_STATED PROBLEM_.
Below is a listing; reproduce each line of it exactly.

_RECORDS TO USE_.
──────────────────────────────

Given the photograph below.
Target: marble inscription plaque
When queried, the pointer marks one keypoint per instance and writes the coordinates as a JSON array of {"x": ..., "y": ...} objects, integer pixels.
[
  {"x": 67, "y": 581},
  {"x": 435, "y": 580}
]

──────────────────────────────

_ANSWER TO THE TASK_.
Given the photograph below.
Target: marble inscription plaque
When queried, the pointer marks one keypoint per instance and writes the coordinates as a JSON array of {"x": ..., "y": ...} objects, integer pixels.
[
  {"x": 67, "y": 581},
  {"x": 435, "y": 580}
]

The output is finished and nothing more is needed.